───── Document ─────

Dear Reader,
I write to you to introduce my new website. The painful and elongated process of creating this website is chiefly in aid of promoting a book, which will concern the circumnavigation of the world that I recently undertook with my friend James. You might know about that already though – and in any case, as it stands, there isn’t much more to say on that topic – so I shall focus instead on introducing you to my blog, which fills the otherwise empty space of my author’s website. I have titled it Teediously, but more on that in a moment.
Whilst writing the book should be my main focus, it transpires it is in fact a rather challenging prospect, and so I have opted for the method of procrastination by way of preserving what is left of my sanity. The result of this will be the irregular and probably infrequent delivering of blogs to you, which may or may not be of interest. As to what they will concern, how often they will arise, and whether they will be worth their weightlessness in data… your guess is as good as mine.
In a way, this missive is a blog in itself, whose sole purpose is to justify the naming of this section of the website. So, without further ado, here we go.
In late 1991 I was bequeathed to parents suffering from a common case of chronic unoriginality, as evidenced in their decision to call me Tom. I don’t know what was so unexceptional in the bundle of screams and slime that they found before them that encouraged them to give it one of the most widespread names in the Western world, but Tom it was. Dick or Harry, I believe, would have been far more preferable.
In all fairness, Thomas is my father’s middle name, so I suppose the responsibility really lies at the door of his parents, my grandparents. But grandparents, of course, carry a charming air of innocence, whilst parents are to blame for more or less everything, and so for this careless christening they stand accused – albeit belatedly – of dooming their firstborn to a life of perpetual confusion.

───── Information supplied ─────

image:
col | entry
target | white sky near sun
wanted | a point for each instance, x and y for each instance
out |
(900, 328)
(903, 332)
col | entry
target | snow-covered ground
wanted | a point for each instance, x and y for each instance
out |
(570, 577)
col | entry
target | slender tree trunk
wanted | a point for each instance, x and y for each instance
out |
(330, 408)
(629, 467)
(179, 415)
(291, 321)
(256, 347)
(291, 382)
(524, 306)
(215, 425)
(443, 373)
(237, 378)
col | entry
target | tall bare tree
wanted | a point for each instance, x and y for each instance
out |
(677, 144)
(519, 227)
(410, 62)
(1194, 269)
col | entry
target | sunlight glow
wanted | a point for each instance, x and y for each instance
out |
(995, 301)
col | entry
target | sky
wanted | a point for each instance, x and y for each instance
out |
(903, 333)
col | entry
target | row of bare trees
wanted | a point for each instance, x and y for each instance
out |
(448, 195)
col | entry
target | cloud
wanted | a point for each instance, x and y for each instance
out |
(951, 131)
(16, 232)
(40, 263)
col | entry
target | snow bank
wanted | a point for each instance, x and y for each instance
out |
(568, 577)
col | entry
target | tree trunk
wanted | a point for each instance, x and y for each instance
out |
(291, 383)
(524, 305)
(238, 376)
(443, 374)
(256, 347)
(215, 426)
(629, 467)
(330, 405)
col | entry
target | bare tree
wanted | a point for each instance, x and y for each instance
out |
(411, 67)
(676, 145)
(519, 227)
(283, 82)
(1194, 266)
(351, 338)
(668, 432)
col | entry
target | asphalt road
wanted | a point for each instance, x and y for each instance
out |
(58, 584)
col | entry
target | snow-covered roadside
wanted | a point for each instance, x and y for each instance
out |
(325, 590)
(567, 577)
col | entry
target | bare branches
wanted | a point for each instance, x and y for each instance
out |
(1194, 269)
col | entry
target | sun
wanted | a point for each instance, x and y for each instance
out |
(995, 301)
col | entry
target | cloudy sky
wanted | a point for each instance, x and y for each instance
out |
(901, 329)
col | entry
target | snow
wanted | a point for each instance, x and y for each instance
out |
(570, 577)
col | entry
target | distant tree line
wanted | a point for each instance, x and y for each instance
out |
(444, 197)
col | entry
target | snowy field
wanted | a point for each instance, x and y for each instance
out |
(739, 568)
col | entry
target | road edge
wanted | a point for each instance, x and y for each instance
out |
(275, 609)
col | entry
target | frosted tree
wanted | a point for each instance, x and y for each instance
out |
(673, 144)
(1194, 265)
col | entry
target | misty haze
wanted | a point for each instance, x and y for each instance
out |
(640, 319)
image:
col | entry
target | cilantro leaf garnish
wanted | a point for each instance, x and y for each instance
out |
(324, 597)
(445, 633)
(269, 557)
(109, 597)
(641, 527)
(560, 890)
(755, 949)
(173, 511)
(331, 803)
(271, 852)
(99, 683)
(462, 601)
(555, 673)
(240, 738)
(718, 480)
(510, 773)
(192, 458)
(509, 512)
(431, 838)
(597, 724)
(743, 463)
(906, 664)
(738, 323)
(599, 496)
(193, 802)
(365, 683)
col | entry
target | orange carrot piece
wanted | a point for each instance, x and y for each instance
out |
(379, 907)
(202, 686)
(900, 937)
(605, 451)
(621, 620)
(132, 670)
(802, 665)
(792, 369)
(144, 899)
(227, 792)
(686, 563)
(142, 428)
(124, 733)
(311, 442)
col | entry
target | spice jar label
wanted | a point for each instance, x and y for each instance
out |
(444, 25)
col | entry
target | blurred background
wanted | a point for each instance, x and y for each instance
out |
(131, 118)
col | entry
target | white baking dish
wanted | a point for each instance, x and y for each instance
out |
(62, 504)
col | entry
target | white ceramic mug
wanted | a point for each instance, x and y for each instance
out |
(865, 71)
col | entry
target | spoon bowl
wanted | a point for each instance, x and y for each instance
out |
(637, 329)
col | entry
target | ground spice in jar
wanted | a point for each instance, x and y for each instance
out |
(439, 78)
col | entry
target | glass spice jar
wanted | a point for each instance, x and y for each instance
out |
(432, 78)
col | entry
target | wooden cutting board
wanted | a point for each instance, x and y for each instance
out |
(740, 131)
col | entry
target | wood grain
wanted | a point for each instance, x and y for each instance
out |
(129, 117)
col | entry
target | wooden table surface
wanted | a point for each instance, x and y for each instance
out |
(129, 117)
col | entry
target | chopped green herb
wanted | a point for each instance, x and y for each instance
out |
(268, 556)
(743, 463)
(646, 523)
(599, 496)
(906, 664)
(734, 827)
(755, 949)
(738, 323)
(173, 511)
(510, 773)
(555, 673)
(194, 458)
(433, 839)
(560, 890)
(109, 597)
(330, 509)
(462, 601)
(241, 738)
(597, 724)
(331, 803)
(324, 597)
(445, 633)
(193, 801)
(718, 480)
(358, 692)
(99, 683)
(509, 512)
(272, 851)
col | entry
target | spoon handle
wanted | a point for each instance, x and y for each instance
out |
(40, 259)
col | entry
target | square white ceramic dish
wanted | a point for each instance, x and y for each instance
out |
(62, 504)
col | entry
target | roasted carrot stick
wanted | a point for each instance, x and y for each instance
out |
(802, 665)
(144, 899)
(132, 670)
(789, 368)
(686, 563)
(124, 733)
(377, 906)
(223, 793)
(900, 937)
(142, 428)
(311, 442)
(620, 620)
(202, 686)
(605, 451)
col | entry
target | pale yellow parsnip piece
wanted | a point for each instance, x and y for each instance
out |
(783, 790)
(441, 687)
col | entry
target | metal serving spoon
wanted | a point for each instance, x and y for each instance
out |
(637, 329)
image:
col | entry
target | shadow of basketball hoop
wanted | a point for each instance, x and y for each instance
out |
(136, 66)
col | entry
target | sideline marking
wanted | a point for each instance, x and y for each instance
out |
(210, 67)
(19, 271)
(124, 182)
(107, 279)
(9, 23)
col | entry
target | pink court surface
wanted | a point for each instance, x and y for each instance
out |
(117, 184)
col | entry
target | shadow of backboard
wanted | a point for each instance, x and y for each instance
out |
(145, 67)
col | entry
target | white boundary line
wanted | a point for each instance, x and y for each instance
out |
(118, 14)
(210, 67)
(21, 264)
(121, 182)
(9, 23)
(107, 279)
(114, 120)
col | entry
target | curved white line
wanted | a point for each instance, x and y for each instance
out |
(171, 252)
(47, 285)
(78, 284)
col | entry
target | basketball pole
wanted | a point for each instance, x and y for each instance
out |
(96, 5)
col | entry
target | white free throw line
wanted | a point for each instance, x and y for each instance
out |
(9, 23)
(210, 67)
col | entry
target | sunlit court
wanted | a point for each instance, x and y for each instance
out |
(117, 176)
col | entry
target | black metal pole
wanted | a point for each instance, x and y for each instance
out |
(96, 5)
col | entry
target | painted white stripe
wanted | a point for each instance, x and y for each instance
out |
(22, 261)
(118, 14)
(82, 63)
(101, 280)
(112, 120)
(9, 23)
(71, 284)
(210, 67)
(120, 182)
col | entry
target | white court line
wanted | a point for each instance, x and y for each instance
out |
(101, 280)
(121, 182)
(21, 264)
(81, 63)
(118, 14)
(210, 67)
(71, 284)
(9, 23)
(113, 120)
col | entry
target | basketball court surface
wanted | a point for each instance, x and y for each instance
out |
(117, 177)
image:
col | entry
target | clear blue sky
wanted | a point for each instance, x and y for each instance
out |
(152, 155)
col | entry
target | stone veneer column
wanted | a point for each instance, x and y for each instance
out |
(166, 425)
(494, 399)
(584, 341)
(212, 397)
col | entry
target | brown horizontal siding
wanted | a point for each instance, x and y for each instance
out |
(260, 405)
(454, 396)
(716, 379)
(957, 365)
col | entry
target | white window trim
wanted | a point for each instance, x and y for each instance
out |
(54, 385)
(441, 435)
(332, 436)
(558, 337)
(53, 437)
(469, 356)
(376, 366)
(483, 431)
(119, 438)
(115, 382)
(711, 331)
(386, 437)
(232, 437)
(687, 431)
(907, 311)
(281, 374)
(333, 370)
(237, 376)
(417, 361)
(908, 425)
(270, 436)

─────

## Set exercise A
Answer these from the letter introducing the website:
(i) Who went around the world with the writer?
(ii) What title did the writer give the blog?
(iii) Whose middle name is Thomas?
## Set exercise B
Please repeat the letter introducing the website between "In late 1991" and "far more preferable.", inclusive.
## Set exercise C
Pick up the letter introducing the website after its last sentence and keep writing it.

## Reply A
(i) James
(ii) Teediously
(iii) The writer's father's

## Reply B
In late 1991 I was bequeathed to parents suffering from a common case of chronic unoriginality, as evidenced in their decision to call me Tom. I don’t know what was so unexceptional in the bundle of screams and slime that they found before them that encouraged them to give it one of the most widespread names in the Western world, but Tom it was. Dick or Harry, I believe, would have been far more preferable.

## Reply C
Because there is no end to the ‘Tomming’ liberally tossed across playgrounds, over supermarket aisles and out of television screens; each time summoning a scramble of the twenty-odd Toms inevitably within hailing distance, like dogs to the rustle of a food packet, hoping it’s finally their turn. I find it a miracle to have thus far escaped serious neck injury from one too many snaps of the head toward the sound of my name, and I often wonder if chiropractor waiting rooms are chiefly comprised of Toms, and if for every new “Tom” called by the receptionist there is a succeeding chorus of gasps as the room spins a head to see if it was aimed at them.
The levels of farcicalness peaked when I arrived to my dormitory on the first day of secondary school – a state boarding school that went by the enviably unique name of Sexey’s. There I discovered that of the four in my room, three of us had had the misfortune to be branded Tom, and that there was another one yet just next door. As worldly eleven year olds we lamented the foolishness of our parents, and then set about sorting the matter with a sudden-found haughty maturity. There and then it was destined that my peers and teachers alike would know me by my initials: TDA.
For many, however, it was too arduous an affair for an appellation to have as many syllables as it did letters, and so for brevity’s sake I was soon stripped of an alpha and delegated two echoes, in order to be lengthened in letter such that I was shortened in syllable to just: ‘Teed’. One seldom has a say in one’s nickname, but this was one I was not displeased to be assigned. By and large it has served me well, the only notable exception being when in the company of French people, who tend to call me Didier (amongst other things, I have often suspected.)
Some years later ‘Teed’ would provide eponymous inspiration for the name of a blog in which I would post writings on whatever happened to arrive at my mind and alight at my fingertips. That my writing often zooms in on the most inane matters – perhaps you have noticed already? – in a way that could be appropriately described by the original form of the word tedious, makes this a devilishly clever play on words by my reckoning; and this suspicion is only heightened by the suitably tedious introduction I now find pouring from my extremities.
Nevertheless, it is my earnest hope and motivation that you enjoy reading such tedium as much as I enjoy writing it. This work, if it can be so grandly termed, is produced in the self-flattering spirit of the words of a book I never intend to quote again:
“Be not forgetful to entertain strangers: for thereby some have entertained angels unawares.”
– Hebrews xiii, 2
Yours Affectionately,
Tom Dymond-Andrews, TDA, Teed.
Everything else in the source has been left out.